List every line of the records that contains the word "white", treating case as significant.

| Dataset extract |
=====

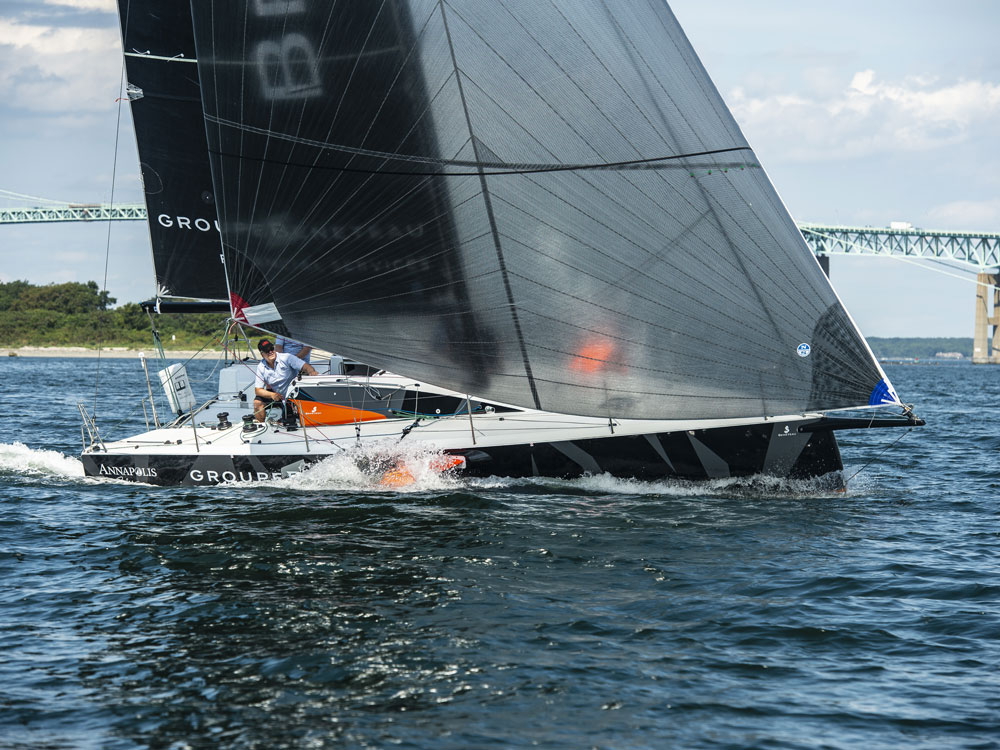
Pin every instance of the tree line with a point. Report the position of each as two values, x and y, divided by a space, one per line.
80 314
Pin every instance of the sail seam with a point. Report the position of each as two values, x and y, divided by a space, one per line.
492 218
502 167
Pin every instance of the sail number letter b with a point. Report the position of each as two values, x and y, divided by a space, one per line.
288 68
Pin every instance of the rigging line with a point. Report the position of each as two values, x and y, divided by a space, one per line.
880 454
102 314
302 111
919 263
498 167
723 115
491 216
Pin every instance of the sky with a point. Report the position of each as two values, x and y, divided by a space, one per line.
862 112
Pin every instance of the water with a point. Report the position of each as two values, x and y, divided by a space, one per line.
319 612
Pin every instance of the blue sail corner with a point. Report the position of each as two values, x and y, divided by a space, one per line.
884 393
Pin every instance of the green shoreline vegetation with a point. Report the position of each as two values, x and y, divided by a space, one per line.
75 314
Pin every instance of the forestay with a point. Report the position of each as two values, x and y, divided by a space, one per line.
545 203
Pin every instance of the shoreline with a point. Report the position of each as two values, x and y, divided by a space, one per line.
111 352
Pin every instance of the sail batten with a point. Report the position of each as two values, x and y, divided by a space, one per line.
544 204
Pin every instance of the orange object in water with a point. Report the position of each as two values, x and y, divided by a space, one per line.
316 414
401 476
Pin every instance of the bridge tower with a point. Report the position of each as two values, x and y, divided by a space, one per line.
986 349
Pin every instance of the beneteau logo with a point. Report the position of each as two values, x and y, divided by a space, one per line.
127 471
184 222
288 67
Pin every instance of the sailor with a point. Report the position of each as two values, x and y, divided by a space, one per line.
284 345
275 373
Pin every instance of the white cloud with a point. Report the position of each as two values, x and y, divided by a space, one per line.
982 215
869 116
105 5
51 69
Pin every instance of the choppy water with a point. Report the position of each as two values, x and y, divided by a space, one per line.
317 612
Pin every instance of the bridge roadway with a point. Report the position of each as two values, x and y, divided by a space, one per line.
979 250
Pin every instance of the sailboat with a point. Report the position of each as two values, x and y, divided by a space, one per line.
542 214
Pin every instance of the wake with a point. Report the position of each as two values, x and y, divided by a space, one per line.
18 459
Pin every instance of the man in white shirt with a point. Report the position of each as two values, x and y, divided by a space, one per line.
275 373
284 345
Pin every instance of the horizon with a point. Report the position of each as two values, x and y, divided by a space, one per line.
877 114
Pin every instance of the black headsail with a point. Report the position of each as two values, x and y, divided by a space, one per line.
170 134
541 202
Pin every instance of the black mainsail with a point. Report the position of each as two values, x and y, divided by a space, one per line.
542 202
166 109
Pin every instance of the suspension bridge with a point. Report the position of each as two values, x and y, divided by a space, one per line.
975 251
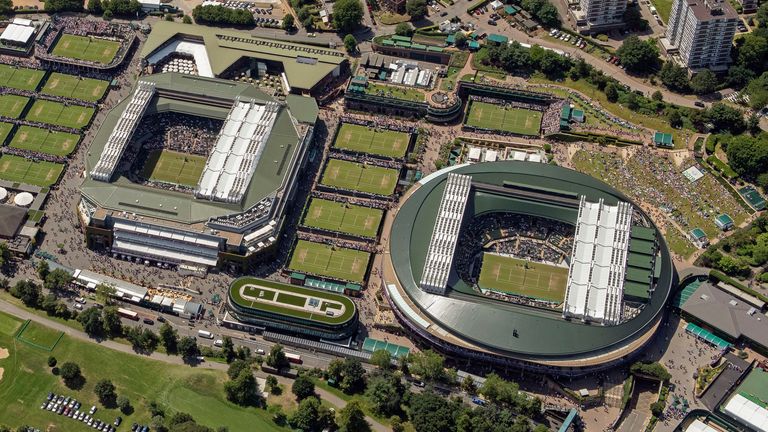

=====

| Full solution |
Pin every instance of the white cloud with a point. Report the position of each as two values, x and y, divided by a space, one per line.
Pin every instance of the man in white shirt with a point. Report the position of each as two values, x and y, divided by a space, one per line.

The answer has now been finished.